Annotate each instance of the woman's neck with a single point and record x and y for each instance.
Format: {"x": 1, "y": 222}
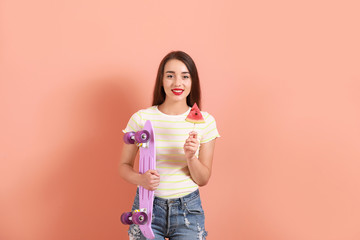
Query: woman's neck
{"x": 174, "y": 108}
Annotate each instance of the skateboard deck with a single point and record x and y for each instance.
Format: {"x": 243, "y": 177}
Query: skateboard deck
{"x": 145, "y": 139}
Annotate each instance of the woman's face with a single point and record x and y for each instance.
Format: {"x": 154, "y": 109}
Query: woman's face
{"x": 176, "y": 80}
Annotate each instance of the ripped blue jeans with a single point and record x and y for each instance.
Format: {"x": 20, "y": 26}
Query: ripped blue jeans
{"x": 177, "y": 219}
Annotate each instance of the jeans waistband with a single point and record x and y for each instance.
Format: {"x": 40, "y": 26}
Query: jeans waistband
================
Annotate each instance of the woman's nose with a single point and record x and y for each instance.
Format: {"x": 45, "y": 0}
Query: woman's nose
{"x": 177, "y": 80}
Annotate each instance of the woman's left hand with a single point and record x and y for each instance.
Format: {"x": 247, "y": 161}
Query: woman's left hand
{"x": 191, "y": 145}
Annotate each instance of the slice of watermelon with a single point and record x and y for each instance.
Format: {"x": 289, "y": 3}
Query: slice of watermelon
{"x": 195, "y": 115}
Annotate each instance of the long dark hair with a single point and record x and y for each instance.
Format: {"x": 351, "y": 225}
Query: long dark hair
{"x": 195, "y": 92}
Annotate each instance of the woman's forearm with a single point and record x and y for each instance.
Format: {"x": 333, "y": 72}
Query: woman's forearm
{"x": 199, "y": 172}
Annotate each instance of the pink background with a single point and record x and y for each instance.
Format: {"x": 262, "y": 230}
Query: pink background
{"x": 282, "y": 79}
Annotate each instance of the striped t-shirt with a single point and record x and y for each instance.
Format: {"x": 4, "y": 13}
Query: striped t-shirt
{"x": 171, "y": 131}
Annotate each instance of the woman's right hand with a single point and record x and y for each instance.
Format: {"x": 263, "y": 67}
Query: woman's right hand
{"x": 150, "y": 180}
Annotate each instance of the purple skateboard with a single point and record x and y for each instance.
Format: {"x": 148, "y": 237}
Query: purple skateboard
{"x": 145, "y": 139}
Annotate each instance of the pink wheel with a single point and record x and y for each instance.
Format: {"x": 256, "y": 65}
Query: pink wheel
================
If a line in the listing holds the word "waistband", list that line.

Annotate each instance of the jeans waistband with a single point and record x and y for each instance.
Query: jeans waistband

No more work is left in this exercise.